» YOUR TASK
Among the records that follow, how many lines include the string "left"? Only the number is wanted.

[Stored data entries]
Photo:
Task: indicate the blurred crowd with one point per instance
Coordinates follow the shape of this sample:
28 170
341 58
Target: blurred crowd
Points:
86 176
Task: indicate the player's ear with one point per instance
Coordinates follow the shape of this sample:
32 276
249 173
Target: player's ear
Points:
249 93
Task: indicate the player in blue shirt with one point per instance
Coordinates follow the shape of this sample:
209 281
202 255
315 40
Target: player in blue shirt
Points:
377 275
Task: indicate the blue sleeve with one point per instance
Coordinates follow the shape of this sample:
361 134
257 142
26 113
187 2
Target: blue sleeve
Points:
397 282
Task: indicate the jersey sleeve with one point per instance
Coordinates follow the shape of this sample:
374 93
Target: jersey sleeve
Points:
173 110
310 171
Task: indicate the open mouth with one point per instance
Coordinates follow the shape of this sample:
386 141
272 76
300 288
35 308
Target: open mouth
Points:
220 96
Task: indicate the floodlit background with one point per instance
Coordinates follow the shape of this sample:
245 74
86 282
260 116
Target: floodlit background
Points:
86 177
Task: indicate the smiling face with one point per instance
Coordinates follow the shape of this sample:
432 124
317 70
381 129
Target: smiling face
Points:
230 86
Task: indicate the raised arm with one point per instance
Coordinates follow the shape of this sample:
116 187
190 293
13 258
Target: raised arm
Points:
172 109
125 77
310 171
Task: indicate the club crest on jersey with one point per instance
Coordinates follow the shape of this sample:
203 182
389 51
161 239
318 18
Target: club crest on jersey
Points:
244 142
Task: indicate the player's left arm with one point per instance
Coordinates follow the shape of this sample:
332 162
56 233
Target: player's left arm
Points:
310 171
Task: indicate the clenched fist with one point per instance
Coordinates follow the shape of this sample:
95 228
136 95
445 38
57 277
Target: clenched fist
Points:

» RESPONSE TO THE EXERCISE
2